Can Fish Oil Cause an Irregular Heartbeat?
Fish oil could worsen heart arrhythmias, in some cases. Photo Credit Jupiterimages/Photos.com/Getty Images

Fish oil, which contains essential omega-3 fatty acids, has several potential heart benefits. Omega-3 fatty acids may help lower cholesterol levels and reduce the risk of ischemic stroke. But study results on the benefits of fish oil in treating or preventing heart arrhythmias -- irregular heartbeats that can lead to death -- have been mixed, with some studies showing a worsening of arrhythmias in people taking fish oil. Ask your doctor before taking fish oil if you have a history of heart disease.

How It Works

Heart arrhythmias occur when the electrical impulses in the heart do not fire in a coordinated fashion. Your heart responds to electrical impulses by contracting in a rhythmic fashion, with first the top two chambers -- the atria -- contracting and then the two lower chambers -- the ventricles -- pumping blood to the rest of the body. If the chambers don't contract at the right times, the heart may "quiver" rather than pump forcefully. Fish oil may prevent damage to the blood vessels of the heart by lowering high cholesterol levels and decreasing atherosclerosis, which can cause blockages in the blood vessels that lead to arrhythmias. Fish oil can also reduce inflammation and clot formation because of its blood thinning properties.

Studies Showing Negative Effects

A multi-center study conducted by researchers from the Portland VA Medical Center and reported in the June 2005 issue of "JAMA" examined the effects of fish oil vs. placebo on 200 patients with implantable cardioverters/defibrillators. Patients taking 1.8 mg of omega-3 fatty acids daily had a higher incidence of two arrhythmias, ventricular fibrillation, or VF, and ventricular tachycardia, or VT, than those taking placebo. At the end of 24 months, 65 percent of the group taking fish oil and 59 percent of the group taking placebo had experienced an episode of VF/VT.

Studies Showing Positive Effects

A Harvard Medical School study reported in the November 2005 issue of "Circulation," on the other hand, found a decrease in heart arrhythmias VF or VT in 402 patients with implantable cardioverters/defibrillators. Over an 11-month period, fish oil vs. placebo reduced the risk of arrhythmia by 38 percent, researchers reported.


Study results have not proven a definite benefit or definite harm from taking fish oil if you have a history of heart disease, including potentially fatal arrhythmias such as VF or VT. Talk with your doctor about the potential risks or benefits, especially if you already have an implantable cardioverter/debrillator due to previous arrhythmias.

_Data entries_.
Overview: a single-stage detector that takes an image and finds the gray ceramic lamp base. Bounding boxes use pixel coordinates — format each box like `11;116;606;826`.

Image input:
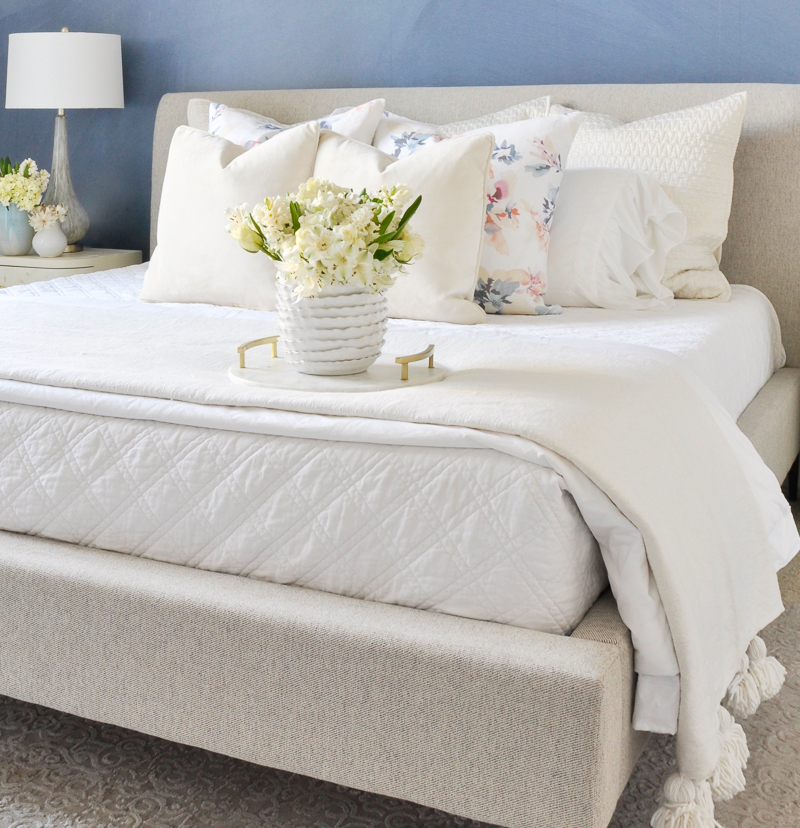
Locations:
42;111;90;253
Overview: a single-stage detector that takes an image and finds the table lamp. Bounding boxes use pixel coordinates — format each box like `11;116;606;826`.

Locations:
6;29;124;253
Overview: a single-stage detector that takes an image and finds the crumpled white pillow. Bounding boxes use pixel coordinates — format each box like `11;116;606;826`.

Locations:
551;92;747;302
545;168;686;310
370;95;550;158
208;98;386;149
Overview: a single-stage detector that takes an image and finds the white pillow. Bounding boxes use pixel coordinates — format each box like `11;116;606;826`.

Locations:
370;95;550;158
314;132;492;324
208;98;385;149
141;121;320;310
545;169;686;310
551;92;747;301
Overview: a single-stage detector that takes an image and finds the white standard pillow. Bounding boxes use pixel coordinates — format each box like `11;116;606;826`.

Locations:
141;121;320;310
370;95;550;158
545;169;686;310
314;132;492;324
551;92;747;302
208;98;386;149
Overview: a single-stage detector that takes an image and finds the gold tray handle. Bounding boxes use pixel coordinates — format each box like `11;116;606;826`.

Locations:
395;345;433;381
237;336;280;368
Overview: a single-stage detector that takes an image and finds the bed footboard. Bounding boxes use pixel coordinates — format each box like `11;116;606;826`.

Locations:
0;532;645;828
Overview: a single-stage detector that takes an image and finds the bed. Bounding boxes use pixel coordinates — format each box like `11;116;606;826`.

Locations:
0;86;800;826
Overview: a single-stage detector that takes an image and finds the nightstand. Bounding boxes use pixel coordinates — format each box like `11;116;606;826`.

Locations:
0;247;142;288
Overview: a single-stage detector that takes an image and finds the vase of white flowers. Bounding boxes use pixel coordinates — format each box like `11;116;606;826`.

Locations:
0;157;50;256
29;204;67;259
227;178;424;376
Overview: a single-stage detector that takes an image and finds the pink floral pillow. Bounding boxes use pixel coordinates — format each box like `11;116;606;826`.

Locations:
460;113;581;314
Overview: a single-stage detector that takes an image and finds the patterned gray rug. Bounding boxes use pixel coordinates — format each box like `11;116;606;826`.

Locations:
0;596;800;828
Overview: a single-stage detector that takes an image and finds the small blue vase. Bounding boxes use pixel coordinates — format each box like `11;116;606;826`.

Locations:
0;204;33;256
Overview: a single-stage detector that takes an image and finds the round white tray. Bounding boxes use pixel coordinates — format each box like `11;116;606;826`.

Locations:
228;357;447;392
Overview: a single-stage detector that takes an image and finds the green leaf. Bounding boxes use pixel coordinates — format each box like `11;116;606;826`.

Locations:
397;196;422;233
378;210;394;236
372;230;400;244
289;201;300;233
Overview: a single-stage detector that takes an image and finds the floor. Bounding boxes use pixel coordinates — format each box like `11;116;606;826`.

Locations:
0;528;800;828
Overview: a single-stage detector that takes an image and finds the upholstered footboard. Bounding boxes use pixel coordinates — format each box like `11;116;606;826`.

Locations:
0;532;646;828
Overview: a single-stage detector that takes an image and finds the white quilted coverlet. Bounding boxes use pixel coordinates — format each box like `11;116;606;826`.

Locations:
0;403;606;633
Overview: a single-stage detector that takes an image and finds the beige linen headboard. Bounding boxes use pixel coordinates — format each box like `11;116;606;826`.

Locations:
150;83;800;366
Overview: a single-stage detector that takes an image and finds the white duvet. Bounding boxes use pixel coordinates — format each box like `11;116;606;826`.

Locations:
0;268;796;731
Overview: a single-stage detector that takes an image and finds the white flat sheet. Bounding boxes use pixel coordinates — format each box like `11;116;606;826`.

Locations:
0;266;788;732
0;264;786;419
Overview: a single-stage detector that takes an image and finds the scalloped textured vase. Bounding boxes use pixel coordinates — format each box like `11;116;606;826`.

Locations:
278;284;386;376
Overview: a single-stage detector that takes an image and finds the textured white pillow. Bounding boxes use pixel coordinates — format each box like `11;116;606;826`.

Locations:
208;98;385;149
545;169;686;310
141;121;320;310
370;95;550;158
314;132;493;324
551;92;747;301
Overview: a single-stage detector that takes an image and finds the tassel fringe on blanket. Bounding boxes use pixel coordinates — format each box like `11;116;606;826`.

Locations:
650;636;786;828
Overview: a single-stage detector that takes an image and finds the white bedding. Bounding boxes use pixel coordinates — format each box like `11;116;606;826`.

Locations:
6;264;785;419
0;266;785;730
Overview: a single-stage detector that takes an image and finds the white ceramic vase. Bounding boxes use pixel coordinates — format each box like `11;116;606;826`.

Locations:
277;284;386;376
33;222;67;259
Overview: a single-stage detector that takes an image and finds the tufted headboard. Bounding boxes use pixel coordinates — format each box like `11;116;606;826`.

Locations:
150;83;800;366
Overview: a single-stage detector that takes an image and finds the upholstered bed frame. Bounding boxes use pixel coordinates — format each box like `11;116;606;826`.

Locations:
0;84;800;828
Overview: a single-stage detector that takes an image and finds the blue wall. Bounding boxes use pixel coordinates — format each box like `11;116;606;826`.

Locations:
0;0;800;250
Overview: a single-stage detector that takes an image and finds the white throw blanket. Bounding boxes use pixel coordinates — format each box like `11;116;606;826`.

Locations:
0;294;797;825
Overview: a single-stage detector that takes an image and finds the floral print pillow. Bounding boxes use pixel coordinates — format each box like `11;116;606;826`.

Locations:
466;113;581;314
372;95;550;158
372;112;445;158
208;98;386;149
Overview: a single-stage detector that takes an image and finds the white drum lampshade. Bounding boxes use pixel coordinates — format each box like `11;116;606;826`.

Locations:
6;29;124;250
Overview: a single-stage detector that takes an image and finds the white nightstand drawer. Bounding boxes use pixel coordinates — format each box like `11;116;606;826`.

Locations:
0;247;142;288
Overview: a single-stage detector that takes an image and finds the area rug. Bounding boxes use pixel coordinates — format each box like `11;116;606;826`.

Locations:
0;559;800;828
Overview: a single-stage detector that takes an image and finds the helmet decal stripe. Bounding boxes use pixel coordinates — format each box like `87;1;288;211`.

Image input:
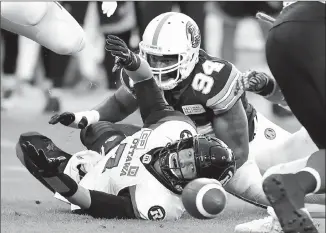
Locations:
152;12;175;46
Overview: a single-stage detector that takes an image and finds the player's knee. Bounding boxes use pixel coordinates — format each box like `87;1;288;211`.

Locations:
80;121;125;153
54;31;85;55
1;2;48;26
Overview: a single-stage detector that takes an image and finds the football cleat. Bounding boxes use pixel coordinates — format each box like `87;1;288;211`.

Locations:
263;174;318;233
244;71;271;93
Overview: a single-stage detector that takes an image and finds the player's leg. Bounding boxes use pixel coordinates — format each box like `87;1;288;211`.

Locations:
249;113;318;174
80;121;132;154
1;2;85;55
16;132;71;192
264;3;326;232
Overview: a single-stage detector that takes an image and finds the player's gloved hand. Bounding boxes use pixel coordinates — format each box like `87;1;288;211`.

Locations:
105;35;140;72
49;110;100;129
22;141;67;177
243;70;274;93
102;2;118;17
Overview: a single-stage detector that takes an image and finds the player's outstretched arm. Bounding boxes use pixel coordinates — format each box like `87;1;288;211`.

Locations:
49;83;138;129
213;100;249;168
105;35;153;84
105;35;171;122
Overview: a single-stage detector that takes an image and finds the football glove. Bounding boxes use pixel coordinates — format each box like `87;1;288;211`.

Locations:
49;110;100;129
243;70;273;94
105;35;140;72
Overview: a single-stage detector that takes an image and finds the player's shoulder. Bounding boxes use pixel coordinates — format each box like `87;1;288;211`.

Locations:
196;49;232;77
191;50;243;112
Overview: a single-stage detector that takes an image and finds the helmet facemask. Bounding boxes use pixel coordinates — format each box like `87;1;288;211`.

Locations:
139;42;199;90
159;138;197;192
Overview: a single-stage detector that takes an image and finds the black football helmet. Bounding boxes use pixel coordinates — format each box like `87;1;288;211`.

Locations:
159;135;236;193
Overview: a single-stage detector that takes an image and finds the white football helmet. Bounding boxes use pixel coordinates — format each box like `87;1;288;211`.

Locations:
139;12;201;90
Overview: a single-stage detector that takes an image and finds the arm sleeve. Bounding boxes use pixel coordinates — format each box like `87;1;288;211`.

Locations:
85;190;136;219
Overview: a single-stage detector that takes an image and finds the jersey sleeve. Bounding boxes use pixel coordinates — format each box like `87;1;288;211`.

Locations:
194;60;244;115
130;181;185;221
120;69;136;98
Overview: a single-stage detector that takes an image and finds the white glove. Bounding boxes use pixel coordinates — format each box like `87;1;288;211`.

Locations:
102;2;118;17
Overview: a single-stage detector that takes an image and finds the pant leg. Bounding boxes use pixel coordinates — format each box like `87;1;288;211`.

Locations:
42;1;88;88
266;21;326;148
1;29;18;75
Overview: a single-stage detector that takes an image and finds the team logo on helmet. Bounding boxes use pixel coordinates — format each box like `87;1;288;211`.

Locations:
264;128;276;140
180;129;192;139
186;21;201;48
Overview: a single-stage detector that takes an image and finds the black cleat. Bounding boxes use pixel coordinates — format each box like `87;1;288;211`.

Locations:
263;174;318;233
16;132;71;175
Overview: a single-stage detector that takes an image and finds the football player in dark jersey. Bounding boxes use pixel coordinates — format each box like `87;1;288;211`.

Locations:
16;46;236;220
50;12;298;208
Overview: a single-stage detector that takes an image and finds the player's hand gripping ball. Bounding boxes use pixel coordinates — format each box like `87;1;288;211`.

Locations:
182;178;227;219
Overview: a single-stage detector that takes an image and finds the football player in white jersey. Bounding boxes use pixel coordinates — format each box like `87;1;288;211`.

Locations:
50;12;318;209
16;46;235;220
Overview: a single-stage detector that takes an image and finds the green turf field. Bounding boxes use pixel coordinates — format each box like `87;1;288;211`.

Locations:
1;47;324;233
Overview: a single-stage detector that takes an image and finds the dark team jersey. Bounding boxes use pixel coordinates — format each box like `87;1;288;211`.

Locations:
273;1;325;27
122;50;255;140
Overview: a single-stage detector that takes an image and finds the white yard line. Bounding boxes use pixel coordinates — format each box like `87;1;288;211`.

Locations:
1;139;16;148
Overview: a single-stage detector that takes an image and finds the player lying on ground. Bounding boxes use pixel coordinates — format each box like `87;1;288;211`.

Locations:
17;48;235;220
51;12;318;208
1;2;116;55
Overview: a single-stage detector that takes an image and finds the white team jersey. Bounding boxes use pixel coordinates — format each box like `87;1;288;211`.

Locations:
283;1;325;9
63;121;197;220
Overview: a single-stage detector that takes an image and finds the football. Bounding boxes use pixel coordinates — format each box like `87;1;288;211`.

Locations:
182;178;227;219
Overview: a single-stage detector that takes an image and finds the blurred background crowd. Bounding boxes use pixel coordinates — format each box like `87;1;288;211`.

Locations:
1;1;290;116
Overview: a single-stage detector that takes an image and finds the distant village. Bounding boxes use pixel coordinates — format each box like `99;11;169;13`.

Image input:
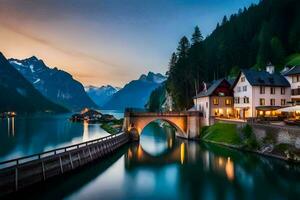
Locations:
192;63;300;125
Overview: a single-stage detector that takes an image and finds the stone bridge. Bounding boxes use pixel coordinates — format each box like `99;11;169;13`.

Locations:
123;109;202;140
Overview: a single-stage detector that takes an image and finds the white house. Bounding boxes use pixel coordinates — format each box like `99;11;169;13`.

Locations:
233;65;291;119
283;66;300;104
194;79;233;126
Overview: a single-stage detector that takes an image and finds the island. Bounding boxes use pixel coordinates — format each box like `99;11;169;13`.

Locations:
70;108;123;134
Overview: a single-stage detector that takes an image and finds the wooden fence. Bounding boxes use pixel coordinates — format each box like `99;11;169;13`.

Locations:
0;133;129;196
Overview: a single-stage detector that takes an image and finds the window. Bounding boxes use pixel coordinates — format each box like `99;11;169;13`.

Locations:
292;75;299;83
213;98;219;105
260;86;266;94
225;99;231;105
270;87;275;94
259;99;266;106
234;97;240;104
270;99;275;106
244;97;249;103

_Set of tasks_.
1. List every percentage figure that the fish oil article gives.
2. Translate this sentence from the fish oil article into Spanish: "Fish oil can also reduce inflammation and clot formation because of its blood thinning properties."
3. Transcribe the fish oil article between "Studies Showing Negative" and "episode of VF/VT.", inclusive.
The data entries were taken from a separate source.

_Answers for this exercise_.
1. 65 percent, 59 percent, 38 percent

2. El aceite de pescado también puede reducir la inflamación y la formación de coágulos debido a sus propiedades anticoagulantes.

3.
Studies Showing Negative Effects

A multi-center study conducted by researchers from the Portland VA Medical Center and reported in the June 2005 issue of "JAMA" examined the effects of fish oil vs. placebo on 200 patients with implantable cardioverters/defibrillators. Patients taking 1.8 mg of omega-3 fatty acids daily had a higher incidence of two arrhythmias, ventricular fibrillation, or VF, and ventricular tachycardia, or VT, than those taking placebo. At the end of 24 months, 65 percent of the group taking fish oil and 59 percent of the group taking placebo had experienced an episode of VF/VT.